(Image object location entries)
★ ★ ★ ★

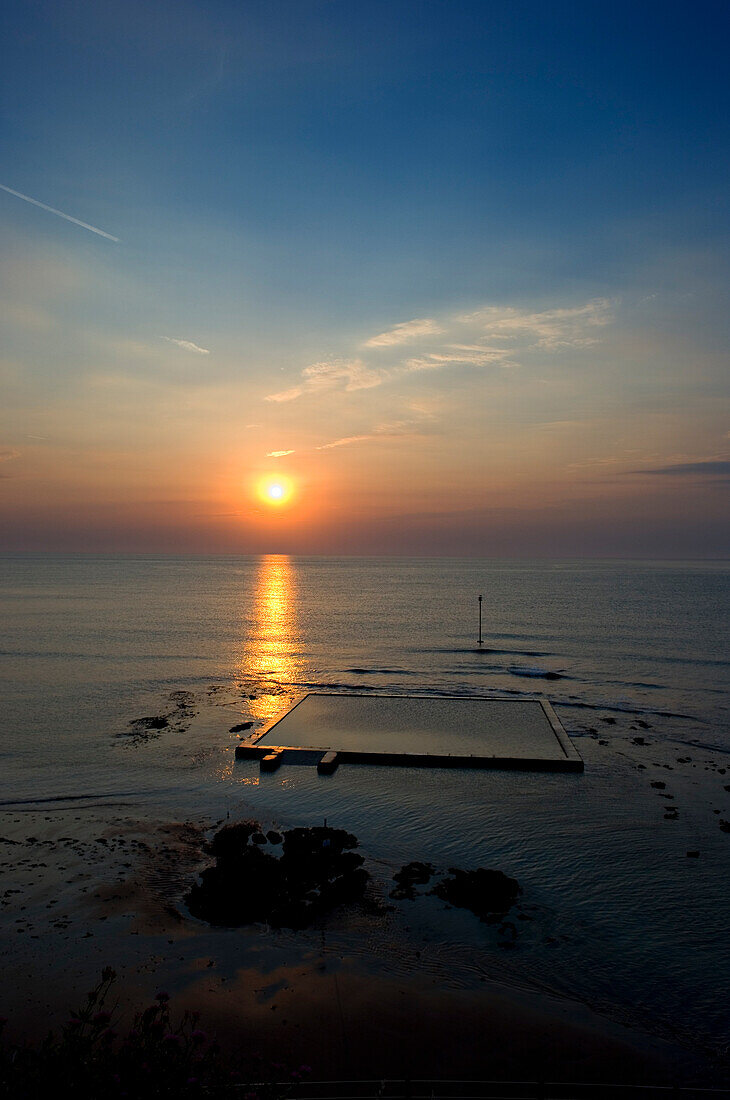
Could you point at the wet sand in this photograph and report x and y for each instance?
(87, 887)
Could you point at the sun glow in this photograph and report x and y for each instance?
(275, 491)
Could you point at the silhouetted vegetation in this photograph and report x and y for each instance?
(156, 1057)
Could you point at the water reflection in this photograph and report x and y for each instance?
(272, 652)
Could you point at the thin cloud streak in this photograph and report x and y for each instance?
(715, 466)
(404, 332)
(494, 336)
(187, 345)
(59, 213)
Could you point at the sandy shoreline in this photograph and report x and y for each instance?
(83, 888)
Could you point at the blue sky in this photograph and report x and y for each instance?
(290, 180)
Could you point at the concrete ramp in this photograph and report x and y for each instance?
(421, 730)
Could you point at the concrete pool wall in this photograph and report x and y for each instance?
(418, 730)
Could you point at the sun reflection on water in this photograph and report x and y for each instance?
(271, 656)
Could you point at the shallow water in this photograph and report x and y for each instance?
(618, 914)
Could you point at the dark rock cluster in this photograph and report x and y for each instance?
(409, 877)
(488, 894)
(316, 871)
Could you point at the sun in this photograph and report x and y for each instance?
(275, 491)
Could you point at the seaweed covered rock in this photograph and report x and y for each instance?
(316, 871)
(409, 877)
(487, 893)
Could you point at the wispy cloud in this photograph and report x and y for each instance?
(187, 345)
(59, 213)
(550, 329)
(712, 466)
(493, 337)
(404, 332)
(327, 374)
(390, 428)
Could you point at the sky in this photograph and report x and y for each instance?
(452, 274)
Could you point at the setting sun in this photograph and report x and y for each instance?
(275, 491)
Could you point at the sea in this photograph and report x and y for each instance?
(123, 678)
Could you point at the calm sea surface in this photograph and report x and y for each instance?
(620, 916)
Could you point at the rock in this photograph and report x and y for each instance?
(489, 894)
(314, 872)
(410, 876)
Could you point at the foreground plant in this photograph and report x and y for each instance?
(155, 1058)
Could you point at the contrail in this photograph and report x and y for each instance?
(84, 224)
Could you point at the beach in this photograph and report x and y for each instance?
(119, 778)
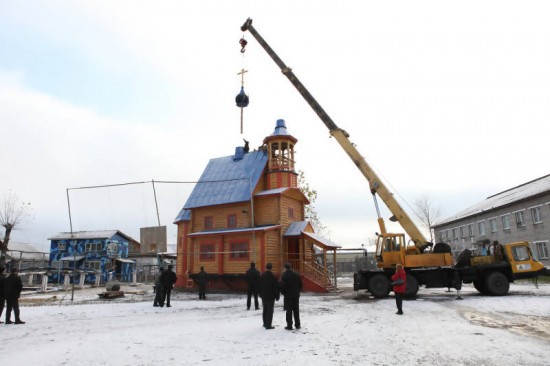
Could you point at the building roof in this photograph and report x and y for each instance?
(100, 234)
(15, 246)
(286, 191)
(512, 195)
(228, 179)
(234, 230)
(322, 240)
(295, 228)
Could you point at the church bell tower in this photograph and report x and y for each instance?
(280, 146)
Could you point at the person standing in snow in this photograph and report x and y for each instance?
(269, 292)
(12, 290)
(202, 280)
(399, 283)
(252, 276)
(2, 296)
(167, 280)
(158, 290)
(291, 285)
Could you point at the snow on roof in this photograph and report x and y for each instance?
(521, 192)
(234, 230)
(99, 234)
(22, 247)
(228, 180)
(322, 240)
(296, 228)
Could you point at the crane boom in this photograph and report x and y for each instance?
(376, 185)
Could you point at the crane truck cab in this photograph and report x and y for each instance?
(492, 274)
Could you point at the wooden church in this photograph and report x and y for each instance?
(246, 208)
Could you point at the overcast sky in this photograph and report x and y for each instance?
(445, 99)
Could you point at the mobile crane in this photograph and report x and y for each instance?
(425, 264)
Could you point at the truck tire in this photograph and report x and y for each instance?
(379, 286)
(497, 284)
(480, 287)
(411, 288)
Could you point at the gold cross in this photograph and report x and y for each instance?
(243, 71)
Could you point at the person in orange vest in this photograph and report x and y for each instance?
(399, 284)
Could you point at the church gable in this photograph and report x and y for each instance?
(228, 180)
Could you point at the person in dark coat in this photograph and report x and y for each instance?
(158, 290)
(202, 280)
(2, 296)
(12, 290)
(399, 283)
(167, 280)
(291, 285)
(269, 292)
(252, 276)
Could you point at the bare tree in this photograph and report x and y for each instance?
(13, 212)
(311, 211)
(427, 213)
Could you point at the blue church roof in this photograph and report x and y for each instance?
(280, 128)
(229, 179)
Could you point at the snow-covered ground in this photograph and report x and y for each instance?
(337, 329)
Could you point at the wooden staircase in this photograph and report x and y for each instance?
(317, 278)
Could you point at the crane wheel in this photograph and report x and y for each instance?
(497, 284)
(379, 286)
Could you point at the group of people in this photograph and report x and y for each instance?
(268, 288)
(10, 290)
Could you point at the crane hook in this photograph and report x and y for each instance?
(243, 44)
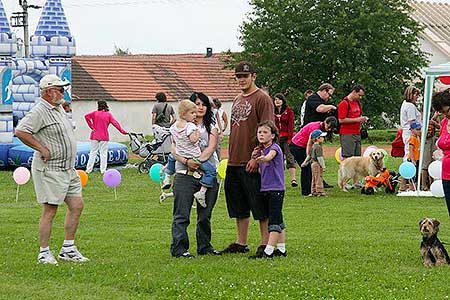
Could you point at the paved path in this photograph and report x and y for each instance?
(328, 151)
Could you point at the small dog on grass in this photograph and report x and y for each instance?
(432, 251)
(360, 167)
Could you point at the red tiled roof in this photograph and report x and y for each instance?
(140, 77)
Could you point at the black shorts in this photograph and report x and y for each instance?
(242, 193)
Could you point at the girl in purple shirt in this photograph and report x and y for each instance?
(271, 166)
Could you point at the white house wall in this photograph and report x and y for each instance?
(134, 116)
(437, 56)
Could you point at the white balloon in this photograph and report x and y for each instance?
(437, 189)
(435, 169)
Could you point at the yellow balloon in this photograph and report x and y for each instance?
(222, 168)
(83, 177)
(337, 155)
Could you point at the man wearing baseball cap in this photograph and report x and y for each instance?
(47, 130)
(242, 180)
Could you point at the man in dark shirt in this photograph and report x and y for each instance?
(317, 108)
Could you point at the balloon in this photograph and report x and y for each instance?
(222, 168)
(112, 178)
(407, 170)
(338, 155)
(438, 154)
(83, 177)
(444, 79)
(21, 175)
(386, 155)
(437, 189)
(154, 171)
(435, 169)
(369, 150)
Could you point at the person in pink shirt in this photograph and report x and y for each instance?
(441, 104)
(99, 121)
(299, 146)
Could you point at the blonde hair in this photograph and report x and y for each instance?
(184, 107)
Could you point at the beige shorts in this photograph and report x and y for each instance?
(53, 187)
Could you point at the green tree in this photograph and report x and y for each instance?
(296, 45)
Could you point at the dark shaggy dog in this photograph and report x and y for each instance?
(432, 251)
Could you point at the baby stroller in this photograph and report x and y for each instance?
(156, 151)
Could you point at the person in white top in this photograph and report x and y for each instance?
(186, 135)
(408, 114)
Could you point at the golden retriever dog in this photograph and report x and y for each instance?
(360, 167)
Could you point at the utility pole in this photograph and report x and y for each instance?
(20, 19)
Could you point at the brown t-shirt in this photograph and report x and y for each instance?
(247, 111)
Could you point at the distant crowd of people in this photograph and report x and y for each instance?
(262, 143)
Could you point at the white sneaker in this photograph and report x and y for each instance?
(358, 185)
(71, 254)
(200, 197)
(47, 257)
(165, 184)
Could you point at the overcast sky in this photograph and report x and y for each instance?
(149, 26)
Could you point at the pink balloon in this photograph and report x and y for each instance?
(112, 178)
(21, 175)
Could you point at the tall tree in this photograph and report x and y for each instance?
(121, 51)
(299, 44)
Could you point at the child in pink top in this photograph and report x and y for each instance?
(99, 121)
(441, 103)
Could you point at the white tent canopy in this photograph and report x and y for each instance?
(431, 74)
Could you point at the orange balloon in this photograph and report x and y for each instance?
(83, 177)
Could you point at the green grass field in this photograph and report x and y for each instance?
(344, 246)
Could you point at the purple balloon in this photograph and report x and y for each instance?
(112, 178)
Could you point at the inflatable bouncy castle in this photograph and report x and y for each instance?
(51, 49)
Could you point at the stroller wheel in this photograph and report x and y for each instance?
(144, 167)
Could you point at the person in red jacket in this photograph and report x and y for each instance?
(284, 120)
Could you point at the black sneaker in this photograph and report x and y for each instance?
(260, 250)
(236, 248)
(211, 252)
(186, 254)
(279, 253)
(327, 186)
(262, 255)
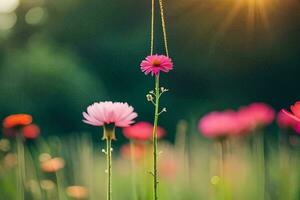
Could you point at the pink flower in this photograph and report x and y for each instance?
(285, 121)
(103, 113)
(255, 115)
(219, 124)
(295, 114)
(136, 152)
(142, 131)
(155, 63)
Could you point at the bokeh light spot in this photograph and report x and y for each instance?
(215, 180)
(35, 15)
(7, 21)
(8, 6)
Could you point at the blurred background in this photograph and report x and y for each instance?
(57, 57)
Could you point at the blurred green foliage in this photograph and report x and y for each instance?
(86, 51)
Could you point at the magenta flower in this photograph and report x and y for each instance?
(155, 63)
(295, 114)
(219, 124)
(284, 120)
(255, 115)
(105, 113)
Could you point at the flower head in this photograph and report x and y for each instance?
(142, 131)
(295, 112)
(285, 121)
(135, 151)
(17, 120)
(53, 165)
(104, 113)
(255, 115)
(155, 63)
(219, 124)
(31, 131)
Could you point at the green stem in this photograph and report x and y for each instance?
(260, 156)
(156, 114)
(133, 171)
(59, 182)
(109, 166)
(21, 168)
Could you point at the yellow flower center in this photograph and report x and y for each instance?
(156, 63)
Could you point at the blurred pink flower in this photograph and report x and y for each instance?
(136, 152)
(102, 113)
(285, 121)
(31, 131)
(295, 114)
(155, 63)
(219, 124)
(142, 131)
(255, 115)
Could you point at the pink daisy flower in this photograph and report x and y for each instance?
(255, 115)
(218, 124)
(104, 113)
(295, 114)
(155, 63)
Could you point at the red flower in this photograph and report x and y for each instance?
(255, 115)
(17, 120)
(31, 131)
(142, 131)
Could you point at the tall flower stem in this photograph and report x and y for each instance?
(156, 115)
(109, 167)
(260, 157)
(21, 168)
(109, 135)
(133, 171)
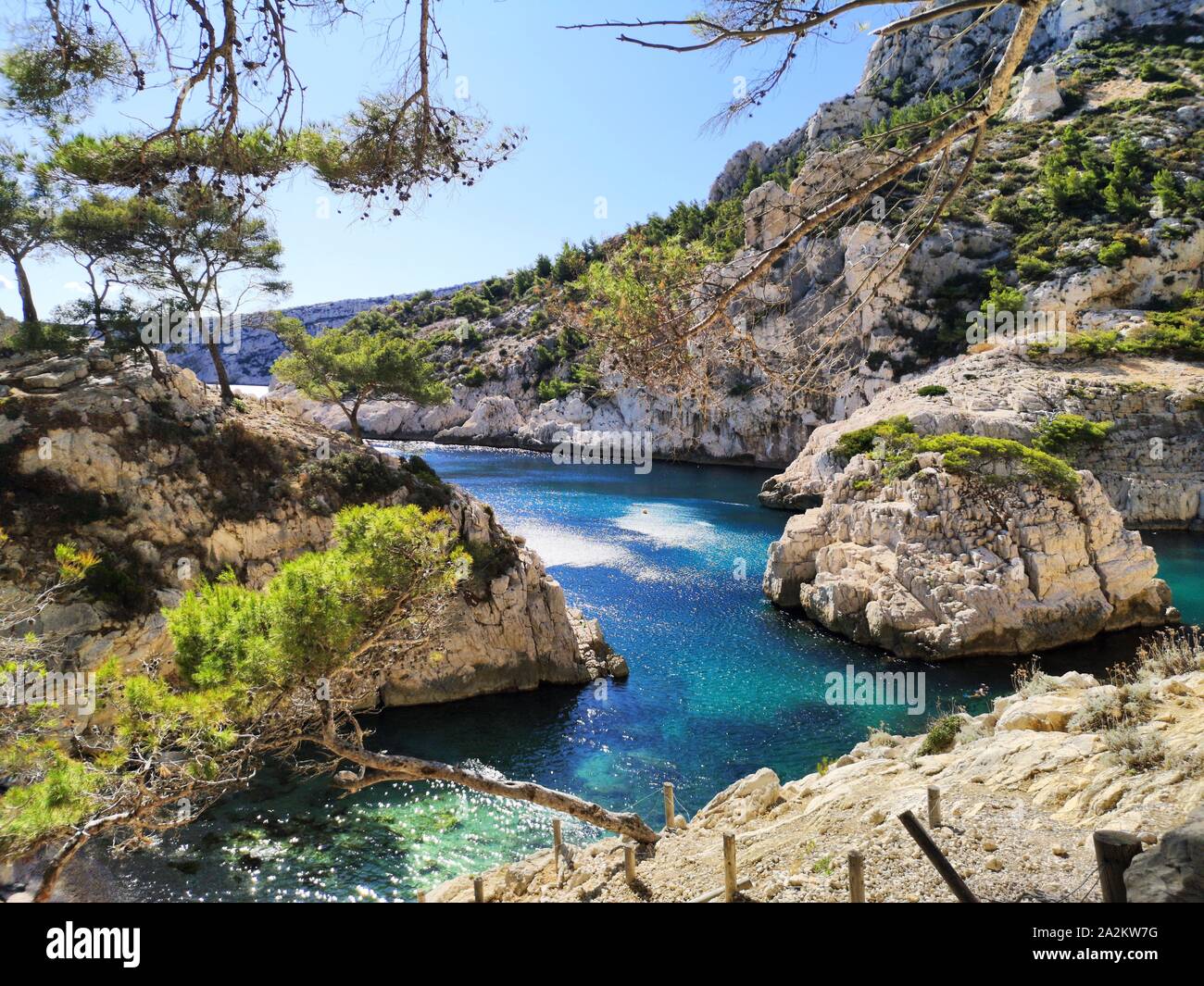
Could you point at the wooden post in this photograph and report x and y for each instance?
(1114, 853)
(934, 808)
(729, 867)
(946, 868)
(856, 878)
(714, 894)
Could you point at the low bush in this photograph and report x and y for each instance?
(1063, 435)
(942, 736)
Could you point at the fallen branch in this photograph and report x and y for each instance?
(395, 767)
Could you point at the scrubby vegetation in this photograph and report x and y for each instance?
(942, 736)
(896, 443)
(1064, 435)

★ ★ ★ ★

Required work:
Starting with the line containing "Could you point at the tall flower" and continuing through the end of the data, rewrite every line, requests included, and scale each x and y coordinate in the answers by 0.25, rounding to the nearest whole number with halves rounded up. Give only these lines, and leave out the pictures.

Exercise solution:
Could you point at the tall flower stem in this photograph and report x and y for each instance?
(39, 29)
(27, 42)
(65, 39)
(5, 42)
(27, 34)
(33, 43)
Could you point at the wooden post in this photograph and report x and y for each instance?
(279, 213)
(234, 202)
(182, 217)
(237, 217)
(214, 220)
(179, 224)
Could you point at the low bush in this photograph and report x and y for each instance?
(266, 109)
(236, 184)
Could you point at the fallen branch in this photograph and report x and y for each instance?
(99, 192)
Could you point at the scrubby vegetation in this photograph and report x and y for each instance?
(236, 184)
(224, 111)
(266, 109)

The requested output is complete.